** begin **

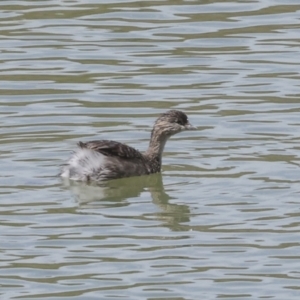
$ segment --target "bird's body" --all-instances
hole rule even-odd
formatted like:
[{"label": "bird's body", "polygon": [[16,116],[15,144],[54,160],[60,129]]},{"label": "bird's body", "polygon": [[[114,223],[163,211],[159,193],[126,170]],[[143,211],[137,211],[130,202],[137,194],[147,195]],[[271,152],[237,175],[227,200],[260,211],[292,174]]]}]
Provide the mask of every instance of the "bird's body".
[{"label": "bird's body", "polygon": [[79,148],[63,167],[61,176],[77,181],[95,181],[160,172],[167,139],[182,130],[195,129],[177,110],[162,114],[155,122],[145,153],[125,144],[99,140],[79,142]]}]

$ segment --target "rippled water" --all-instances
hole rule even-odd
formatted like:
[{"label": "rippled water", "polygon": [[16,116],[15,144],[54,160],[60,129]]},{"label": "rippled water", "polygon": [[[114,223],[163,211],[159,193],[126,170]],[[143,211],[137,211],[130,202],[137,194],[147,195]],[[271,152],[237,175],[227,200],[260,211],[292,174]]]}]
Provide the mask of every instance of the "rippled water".
[{"label": "rippled water", "polygon": [[[300,3],[0,2],[1,299],[299,299]],[[85,186],[78,140],[163,172]]]}]

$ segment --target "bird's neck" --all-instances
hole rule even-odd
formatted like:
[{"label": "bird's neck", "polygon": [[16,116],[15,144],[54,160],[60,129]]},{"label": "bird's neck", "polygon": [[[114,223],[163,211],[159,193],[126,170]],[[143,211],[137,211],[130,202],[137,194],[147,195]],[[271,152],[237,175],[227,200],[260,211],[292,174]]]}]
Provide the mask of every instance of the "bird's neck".
[{"label": "bird's neck", "polygon": [[161,164],[162,153],[164,151],[167,137],[160,134],[158,130],[153,130],[151,133],[150,143],[145,155],[149,158],[158,159]]}]

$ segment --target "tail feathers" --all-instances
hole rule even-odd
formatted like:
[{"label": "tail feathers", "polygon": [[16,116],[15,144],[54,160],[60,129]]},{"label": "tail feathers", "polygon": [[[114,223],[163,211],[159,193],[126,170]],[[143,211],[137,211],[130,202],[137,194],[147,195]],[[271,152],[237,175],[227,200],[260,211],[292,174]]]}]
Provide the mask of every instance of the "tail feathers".
[{"label": "tail feathers", "polygon": [[62,168],[61,177],[77,181],[90,181],[99,177],[104,169],[105,156],[87,148],[79,148]]}]

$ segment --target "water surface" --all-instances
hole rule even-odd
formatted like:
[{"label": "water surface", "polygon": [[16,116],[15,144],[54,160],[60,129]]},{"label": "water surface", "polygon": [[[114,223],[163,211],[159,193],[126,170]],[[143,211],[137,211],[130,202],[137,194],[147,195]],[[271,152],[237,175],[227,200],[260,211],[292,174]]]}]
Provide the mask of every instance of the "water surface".
[{"label": "water surface", "polygon": [[[299,299],[298,1],[0,8],[1,299]],[[56,176],[168,109],[162,174]]]}]

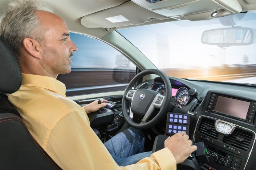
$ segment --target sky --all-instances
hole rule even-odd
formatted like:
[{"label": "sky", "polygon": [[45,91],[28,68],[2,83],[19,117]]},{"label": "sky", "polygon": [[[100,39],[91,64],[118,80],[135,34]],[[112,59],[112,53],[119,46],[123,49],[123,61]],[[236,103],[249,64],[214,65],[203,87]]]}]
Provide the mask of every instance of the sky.
[{"label": "sky", "polygon": [[[256,14],[236,15],[232,17],[236,23],[235,26],[256,29]],[[231,16],[222,17],[222,22],[228,25],[227,21]],[[203,68],[224,64],[256,64],[256,43],[223,48],[202,43],[204,31],[231,27],[220,24],[219,18],[214,18],[195,22],[178,21],[118,31],[158,68]],[[248,56],[249,63],[244,63],[244,55]]]}]

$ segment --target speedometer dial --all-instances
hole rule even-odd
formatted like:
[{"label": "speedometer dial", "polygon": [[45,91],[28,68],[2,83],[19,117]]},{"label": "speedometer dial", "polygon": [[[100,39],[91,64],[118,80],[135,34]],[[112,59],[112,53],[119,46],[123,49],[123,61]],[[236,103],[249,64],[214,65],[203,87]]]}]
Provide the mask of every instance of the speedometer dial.
[{"label": "speedometer dial", "polygon": [[178,107],[183,107],[188,103],[190,97],[188,89],[184,87],[180,88],[175,95],[175,104]]}]

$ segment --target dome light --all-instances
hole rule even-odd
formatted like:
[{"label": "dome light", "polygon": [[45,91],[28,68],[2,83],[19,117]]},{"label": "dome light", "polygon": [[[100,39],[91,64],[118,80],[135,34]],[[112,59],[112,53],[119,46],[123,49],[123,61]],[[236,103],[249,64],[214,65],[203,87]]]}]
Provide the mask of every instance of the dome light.
[{"label": "dome light", "polygon": [[212,17],[214,17],[215,16],[216,16],[216,15],[217,15],[218,14],[218,13],[217,11],[214,11],[212,13],[211,15],[211,16]]}]

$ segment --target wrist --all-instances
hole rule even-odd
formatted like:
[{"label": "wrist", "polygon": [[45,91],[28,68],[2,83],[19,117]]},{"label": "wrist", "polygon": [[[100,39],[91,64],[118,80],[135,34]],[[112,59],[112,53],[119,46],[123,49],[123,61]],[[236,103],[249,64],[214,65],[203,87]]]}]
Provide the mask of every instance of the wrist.
[{"label": "wrist", "polygon": [[88,108],[88,107],[87,107],[87,105],[84,106],[83,107],[85,111],[85,112],[86,114],[88,114],[92,112],[89,109],[89,108]]}]

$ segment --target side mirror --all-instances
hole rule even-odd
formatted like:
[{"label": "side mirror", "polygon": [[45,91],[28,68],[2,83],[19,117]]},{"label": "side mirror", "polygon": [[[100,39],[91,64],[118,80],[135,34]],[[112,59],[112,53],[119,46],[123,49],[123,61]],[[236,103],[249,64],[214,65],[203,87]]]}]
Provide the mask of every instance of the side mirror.
[{"label": "side mirror", "polygon": [[118,66],[113,69],[112,79],[120,83],[128,83],[135,76],[135,70],[128,66]]},{"label": "side mirror", "polygon": [[255,42],[255,33],[254,29],[241,27],[207,30],[203,33],[201,42],[220,47],[248,45]]},{"label": "side mirror", "polygon": [[130,60],[122,54],[117,55],[115,57],[115,64],[118,65],[128,65],[130,62]]},{"label": "side mirror", "polygon": [[130,60],[122,54],[115,57],[115,64],[118,66],[113,69],[112,79],[119,83],[128,83],[135,76],[135,69],[129,66]]}]

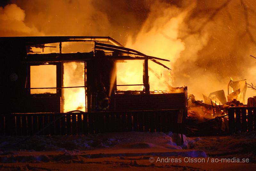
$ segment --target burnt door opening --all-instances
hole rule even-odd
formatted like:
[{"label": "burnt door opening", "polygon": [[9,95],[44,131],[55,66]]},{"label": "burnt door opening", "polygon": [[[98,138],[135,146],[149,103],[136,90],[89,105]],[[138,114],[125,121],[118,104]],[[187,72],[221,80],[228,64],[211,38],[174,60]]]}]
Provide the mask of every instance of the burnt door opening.
[{"label": "burnt door opening", "polygon": [[84,62],[63,63],[63,112],[79,110],[86,112],[86,76]]}]

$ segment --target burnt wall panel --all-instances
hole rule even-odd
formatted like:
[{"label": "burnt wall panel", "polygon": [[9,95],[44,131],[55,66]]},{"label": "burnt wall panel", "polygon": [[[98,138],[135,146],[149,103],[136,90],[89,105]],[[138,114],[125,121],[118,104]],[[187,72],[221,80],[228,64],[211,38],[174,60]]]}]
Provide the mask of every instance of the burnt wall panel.
[{"label": "burnt wall panel", "polygon": [[116,111],[184,109],[185,93],[117,95]]}]

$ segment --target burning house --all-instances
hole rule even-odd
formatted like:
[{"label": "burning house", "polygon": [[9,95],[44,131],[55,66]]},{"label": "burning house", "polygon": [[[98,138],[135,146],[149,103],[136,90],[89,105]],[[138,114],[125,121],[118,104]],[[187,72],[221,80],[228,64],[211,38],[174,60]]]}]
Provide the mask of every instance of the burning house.
[{"label": "burning house", "polygon": [[[170,69],[159,62],[168,60],[124,47],[109,37],[2,37],[0,42],[2,135],[31,134],[49,124],[54,132],[43,134],[180,131],[186,87],[150,89],[148,70],[154,71],[148,61]],[[141,82],[120,84],[118,64],[135,60],[142,61]],[[110,99],[108,111],[99,107],[100,85]],[[63,114],[71,111],[82,113]]]}]

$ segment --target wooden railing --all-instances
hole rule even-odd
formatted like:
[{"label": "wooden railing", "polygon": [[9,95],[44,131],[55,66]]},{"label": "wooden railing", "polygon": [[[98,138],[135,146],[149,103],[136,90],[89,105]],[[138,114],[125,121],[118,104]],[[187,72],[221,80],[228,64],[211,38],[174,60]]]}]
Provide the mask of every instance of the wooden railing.
[{"label": "wooden railing", "polygon": [[[0,115],[0,135],[76,135],[114,132],[182,133],[182,109]],[[179,119],[180,120],[180,118]]]},{"label": "wooden railing", "polygon": [[230,133],[256,130],[256,107],[231,107],[228,109]]}]

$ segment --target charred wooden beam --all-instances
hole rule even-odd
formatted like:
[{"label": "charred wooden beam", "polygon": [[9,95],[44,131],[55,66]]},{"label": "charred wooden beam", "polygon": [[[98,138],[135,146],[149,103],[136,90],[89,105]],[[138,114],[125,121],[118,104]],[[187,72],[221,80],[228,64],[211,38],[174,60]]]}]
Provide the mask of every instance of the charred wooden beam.
[{"label": "charred wooden beam", "polygon": [[22,62],[26,63],[42,63],[72,61],[84,61],[93,57],[92,51],[87,53],[52,53],[47,54],[28,54]]},{"label": "charred wooden beam", "polygon": [[148,77],[148,59],[145,59],[143,65],[143,84],[144,91],[146,94],[149,94],[149,83]]}]

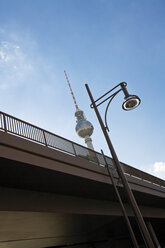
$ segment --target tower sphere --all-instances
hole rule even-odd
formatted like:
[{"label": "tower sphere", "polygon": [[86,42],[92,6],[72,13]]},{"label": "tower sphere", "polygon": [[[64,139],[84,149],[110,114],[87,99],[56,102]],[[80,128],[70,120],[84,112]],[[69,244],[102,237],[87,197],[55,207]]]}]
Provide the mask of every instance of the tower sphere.
[{"label": "tower sphere", "polygon": [[80,121],[76,125],[76,132],[81,138],[91,136],[93,133],[93,129],[94,127],[92,126],[92,124],[87,120]]}]

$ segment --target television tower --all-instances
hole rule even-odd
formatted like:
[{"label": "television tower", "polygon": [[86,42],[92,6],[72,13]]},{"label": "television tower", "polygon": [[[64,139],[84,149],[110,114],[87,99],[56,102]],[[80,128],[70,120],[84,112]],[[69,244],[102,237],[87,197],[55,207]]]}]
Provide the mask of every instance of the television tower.
[{"label": "television tower", "polygon": [[72,91],[68,76],[66,74],[66,71],[64,71],[64,74],[65,74],[66,81],[68,83],[68,86],[69,86],[69,89],[70,89],[70,92],[71,92],[71,95],[72,95],[72,98],[73,98],[73,101],[74,101],[74,105],[75,105],[75,108],[76,108],[76,112],[75,112],[75,116],[77,118],[77,120],[76,120],[77,124],[76,124],[76,128],[75,128],[76,133],[81,138],[85,139],[85,143],[87,144],[87,147],[89,149],[94,150],[93,144],[92,144],[92,139],[90,137],[92,135],[92,133],[93,133],[94,127],[89,121],[86,120],[86,118],[84,117],[84,112],[79,109],[79,107],[77,105],[77,102],[76,102],[76,99],[75,99],[75,96],[73,94],[73,91]]}]

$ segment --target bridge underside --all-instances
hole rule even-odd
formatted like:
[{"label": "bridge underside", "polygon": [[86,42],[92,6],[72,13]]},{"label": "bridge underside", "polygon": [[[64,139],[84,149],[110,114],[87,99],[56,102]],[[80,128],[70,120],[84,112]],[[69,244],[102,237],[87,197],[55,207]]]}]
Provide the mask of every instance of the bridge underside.
[{"label": "bridge underside", "polygon": [[[163,244],[165,222],[150,221]],[[140,247],[144,247],[133,218],[131,222]],[[120,216],[1,211],[0,223],[0,247],[3,248],[133,247]]]}]

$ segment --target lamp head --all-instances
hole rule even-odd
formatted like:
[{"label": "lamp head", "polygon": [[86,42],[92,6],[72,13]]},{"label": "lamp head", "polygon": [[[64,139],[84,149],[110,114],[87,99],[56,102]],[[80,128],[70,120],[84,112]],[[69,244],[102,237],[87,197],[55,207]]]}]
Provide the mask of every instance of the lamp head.
[{"label": "lamp head", "polygon": [[141,103],[141,100],[140,100],[140,98],[138,96],[136,96],[136,95],[127,95],[124,98],[122,108],[124,110],[128,111],[128,110],[136,108],[137,106],[139,106],[140,103]]}]

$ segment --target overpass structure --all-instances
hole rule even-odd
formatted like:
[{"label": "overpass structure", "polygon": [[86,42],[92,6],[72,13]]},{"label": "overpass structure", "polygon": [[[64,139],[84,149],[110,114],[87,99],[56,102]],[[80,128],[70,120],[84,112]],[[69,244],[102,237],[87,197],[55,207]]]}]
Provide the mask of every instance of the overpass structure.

** end **

• PROBLEM DESCRIPTION: All lines from the one that contains "lamp head --all-instances" through the end of the material are to be quoted exactly, with both ends included.

• THE OUTPUT:
$ segment --target lamp head --all-instances
hole rule even-odd
formatted like:
[{"label": "lamp head", "polygon": [[86,42],[92,6],[72,13]]},{"label": "lamp head", "polygon": [[[64,139],[84,149],[110,114],[87,99],[56,102]],[[80,128],[70,120],[84,112]],[[69,244],[102,237],[87,197],[55,207]]]}]
Provide the mask of every instance of the lamp head.
[{"label": "lamp head", "polygon": [[141,103],[141,100],[140,100],[140,98],[138,96],[136,96],[136,95],[127,95],[124,98],[122,108],[124,110],[128,111],[128,110],[136,108],[137,106],[139,106],[140,103]]}]

$ segment --target overpass structure --all-instances
hole rule even-odd
formatted like:
[{"label": "overpass structure", "polygon": [[86,42],[92,6],[72,13]]},{"label": "overpass structure", "polygon": [[[64,139],[84,149],[110,114],[87,99],[56,102]],[[80,128],[70,120],[84,112]],[[69,244],[102,237],[87,197],[55,207]]]}]
Provide the mask of every instance of the overpass structure.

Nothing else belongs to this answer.